··· TASK INPUT

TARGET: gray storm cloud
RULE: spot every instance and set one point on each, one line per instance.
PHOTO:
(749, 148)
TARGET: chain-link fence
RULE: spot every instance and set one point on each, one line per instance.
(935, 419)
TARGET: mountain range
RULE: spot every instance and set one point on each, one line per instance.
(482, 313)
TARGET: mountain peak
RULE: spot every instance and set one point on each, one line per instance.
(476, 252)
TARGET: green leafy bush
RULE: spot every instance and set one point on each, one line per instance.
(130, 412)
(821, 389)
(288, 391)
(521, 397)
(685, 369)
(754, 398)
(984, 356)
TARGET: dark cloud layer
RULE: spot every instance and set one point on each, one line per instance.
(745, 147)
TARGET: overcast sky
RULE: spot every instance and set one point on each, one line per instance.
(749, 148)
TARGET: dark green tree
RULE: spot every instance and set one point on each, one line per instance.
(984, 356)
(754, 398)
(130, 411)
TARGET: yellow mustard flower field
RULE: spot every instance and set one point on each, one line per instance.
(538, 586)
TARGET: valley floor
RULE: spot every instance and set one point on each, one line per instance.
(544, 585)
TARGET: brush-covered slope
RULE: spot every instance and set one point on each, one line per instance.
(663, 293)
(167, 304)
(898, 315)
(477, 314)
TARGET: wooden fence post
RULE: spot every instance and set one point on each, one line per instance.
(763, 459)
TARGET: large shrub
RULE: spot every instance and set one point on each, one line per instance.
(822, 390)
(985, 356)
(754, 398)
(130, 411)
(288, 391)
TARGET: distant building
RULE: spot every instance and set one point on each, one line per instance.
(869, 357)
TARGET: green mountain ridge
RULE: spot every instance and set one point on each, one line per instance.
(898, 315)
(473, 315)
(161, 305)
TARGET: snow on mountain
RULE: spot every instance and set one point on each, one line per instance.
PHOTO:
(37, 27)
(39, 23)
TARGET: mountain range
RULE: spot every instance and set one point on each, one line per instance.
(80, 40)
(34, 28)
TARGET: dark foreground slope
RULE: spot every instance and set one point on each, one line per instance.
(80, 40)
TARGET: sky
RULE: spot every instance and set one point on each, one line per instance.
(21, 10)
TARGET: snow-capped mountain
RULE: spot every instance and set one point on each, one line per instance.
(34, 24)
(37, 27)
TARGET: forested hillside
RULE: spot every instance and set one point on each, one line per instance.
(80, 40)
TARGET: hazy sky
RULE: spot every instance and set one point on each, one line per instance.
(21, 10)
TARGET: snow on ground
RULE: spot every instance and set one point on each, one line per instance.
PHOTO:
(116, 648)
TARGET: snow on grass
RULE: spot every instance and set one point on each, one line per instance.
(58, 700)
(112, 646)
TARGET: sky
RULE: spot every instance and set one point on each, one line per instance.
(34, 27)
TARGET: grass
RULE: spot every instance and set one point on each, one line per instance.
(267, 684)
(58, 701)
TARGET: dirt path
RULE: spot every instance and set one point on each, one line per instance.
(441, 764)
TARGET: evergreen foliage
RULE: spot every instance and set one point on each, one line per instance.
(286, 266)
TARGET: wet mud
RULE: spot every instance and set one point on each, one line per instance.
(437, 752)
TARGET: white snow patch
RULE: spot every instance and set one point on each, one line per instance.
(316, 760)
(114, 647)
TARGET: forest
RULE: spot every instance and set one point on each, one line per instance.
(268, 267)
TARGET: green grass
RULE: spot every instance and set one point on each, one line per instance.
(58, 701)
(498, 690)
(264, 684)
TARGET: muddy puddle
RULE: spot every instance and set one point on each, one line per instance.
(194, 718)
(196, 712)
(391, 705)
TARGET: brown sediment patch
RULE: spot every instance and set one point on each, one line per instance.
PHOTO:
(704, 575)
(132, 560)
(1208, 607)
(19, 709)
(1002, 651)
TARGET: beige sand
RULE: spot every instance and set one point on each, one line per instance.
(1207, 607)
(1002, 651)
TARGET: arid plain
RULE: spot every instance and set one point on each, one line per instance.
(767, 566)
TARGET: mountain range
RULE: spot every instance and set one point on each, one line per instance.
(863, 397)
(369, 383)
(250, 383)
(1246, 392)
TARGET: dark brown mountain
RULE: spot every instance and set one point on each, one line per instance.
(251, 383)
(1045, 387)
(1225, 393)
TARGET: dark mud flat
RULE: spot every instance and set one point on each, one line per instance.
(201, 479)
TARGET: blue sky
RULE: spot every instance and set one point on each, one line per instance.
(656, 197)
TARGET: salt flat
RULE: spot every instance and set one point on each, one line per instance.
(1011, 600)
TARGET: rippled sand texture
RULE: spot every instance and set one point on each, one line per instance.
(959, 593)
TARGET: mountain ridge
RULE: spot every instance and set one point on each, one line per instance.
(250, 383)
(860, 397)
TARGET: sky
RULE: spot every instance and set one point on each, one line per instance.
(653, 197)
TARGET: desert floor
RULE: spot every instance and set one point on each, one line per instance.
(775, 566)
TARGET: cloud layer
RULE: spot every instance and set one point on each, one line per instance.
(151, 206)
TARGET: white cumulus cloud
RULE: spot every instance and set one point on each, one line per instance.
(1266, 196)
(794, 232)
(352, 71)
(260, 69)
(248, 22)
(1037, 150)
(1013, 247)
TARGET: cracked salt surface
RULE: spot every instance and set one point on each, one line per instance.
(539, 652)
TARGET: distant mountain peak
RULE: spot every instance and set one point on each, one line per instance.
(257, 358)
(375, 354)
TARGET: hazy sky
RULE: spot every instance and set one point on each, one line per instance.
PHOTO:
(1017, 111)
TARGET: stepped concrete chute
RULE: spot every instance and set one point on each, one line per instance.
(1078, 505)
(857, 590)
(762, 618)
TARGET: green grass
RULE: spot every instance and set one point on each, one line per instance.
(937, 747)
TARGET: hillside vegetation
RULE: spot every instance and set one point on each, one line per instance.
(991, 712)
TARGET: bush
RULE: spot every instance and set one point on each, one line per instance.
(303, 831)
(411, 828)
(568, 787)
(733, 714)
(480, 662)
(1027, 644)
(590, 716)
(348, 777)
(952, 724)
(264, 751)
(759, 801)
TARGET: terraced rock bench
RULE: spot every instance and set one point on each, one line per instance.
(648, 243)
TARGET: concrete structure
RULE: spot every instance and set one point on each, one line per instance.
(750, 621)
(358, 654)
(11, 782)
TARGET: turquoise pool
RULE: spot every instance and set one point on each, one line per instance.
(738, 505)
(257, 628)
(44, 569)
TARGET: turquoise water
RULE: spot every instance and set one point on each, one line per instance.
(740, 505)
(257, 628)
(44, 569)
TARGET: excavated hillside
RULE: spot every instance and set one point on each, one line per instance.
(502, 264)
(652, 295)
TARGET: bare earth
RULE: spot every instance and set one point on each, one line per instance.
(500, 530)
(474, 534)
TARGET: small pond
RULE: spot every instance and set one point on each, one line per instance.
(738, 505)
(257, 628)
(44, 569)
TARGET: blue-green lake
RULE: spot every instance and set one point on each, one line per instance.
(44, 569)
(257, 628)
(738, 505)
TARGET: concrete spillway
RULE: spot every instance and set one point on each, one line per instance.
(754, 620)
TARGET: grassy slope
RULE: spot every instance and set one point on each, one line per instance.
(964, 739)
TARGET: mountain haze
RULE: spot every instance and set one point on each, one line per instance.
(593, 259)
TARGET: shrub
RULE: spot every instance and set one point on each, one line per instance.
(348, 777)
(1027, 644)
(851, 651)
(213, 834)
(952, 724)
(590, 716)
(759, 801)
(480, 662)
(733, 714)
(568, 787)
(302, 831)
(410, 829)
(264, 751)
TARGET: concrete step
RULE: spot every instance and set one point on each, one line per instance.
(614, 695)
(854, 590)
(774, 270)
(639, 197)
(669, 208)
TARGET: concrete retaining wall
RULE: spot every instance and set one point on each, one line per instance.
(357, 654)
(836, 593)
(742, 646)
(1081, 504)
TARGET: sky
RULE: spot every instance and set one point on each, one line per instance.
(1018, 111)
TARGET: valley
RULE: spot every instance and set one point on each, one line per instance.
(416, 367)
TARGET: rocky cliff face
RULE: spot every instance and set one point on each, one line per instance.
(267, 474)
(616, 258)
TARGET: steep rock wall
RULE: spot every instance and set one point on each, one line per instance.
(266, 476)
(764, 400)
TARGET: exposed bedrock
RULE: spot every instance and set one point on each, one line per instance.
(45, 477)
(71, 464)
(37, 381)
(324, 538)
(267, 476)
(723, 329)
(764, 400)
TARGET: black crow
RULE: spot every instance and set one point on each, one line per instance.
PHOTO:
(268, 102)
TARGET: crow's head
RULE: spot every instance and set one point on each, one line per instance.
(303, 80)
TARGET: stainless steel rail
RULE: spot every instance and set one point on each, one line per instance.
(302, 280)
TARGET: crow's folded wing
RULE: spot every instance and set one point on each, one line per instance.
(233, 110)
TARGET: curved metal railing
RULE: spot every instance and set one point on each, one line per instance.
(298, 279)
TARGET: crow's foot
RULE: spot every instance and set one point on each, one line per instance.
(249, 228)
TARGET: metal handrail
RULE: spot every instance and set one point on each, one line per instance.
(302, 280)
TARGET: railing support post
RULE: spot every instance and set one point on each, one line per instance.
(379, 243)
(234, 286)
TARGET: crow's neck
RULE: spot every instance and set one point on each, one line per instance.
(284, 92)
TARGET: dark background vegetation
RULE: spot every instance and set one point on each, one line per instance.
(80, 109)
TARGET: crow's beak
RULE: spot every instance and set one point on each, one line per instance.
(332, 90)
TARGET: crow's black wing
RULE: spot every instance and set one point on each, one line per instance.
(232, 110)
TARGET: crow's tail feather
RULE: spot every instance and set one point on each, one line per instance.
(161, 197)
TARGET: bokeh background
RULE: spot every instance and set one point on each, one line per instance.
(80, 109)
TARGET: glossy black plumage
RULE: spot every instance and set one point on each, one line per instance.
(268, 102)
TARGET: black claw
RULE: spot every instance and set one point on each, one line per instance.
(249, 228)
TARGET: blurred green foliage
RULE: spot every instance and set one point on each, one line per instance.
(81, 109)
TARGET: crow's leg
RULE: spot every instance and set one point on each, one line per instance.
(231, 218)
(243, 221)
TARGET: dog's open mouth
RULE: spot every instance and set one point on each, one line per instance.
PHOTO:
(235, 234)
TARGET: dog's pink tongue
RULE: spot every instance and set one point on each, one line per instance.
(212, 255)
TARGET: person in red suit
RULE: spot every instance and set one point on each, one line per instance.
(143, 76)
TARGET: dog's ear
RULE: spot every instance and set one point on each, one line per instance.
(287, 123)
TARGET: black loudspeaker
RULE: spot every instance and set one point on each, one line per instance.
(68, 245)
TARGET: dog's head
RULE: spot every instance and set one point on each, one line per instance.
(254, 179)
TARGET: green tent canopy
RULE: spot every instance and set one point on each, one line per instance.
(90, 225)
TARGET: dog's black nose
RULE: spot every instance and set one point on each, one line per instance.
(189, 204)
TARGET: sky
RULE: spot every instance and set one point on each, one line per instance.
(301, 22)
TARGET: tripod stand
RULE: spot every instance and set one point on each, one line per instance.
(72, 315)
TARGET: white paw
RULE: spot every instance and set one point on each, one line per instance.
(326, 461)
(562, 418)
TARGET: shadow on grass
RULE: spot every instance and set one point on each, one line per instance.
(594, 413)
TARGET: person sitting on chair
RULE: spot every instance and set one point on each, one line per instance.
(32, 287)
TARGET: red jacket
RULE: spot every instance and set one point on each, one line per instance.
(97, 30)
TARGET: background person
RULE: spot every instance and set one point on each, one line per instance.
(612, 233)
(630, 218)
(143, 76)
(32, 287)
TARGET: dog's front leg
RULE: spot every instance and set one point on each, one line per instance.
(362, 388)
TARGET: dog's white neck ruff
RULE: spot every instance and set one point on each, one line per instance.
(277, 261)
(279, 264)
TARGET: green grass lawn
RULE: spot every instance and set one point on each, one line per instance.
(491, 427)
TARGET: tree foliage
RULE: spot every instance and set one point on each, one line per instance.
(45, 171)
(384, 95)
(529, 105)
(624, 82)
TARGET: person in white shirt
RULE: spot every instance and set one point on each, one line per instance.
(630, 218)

······

» **YOUR INSTRUCTIONS**: Find every line in the records that contains the word "foliage"; copy those lines.

» **TASK ANSWER**:
TARGET: evergreen foliage
TARGET: blurred green foliage
TARGET: tree foliage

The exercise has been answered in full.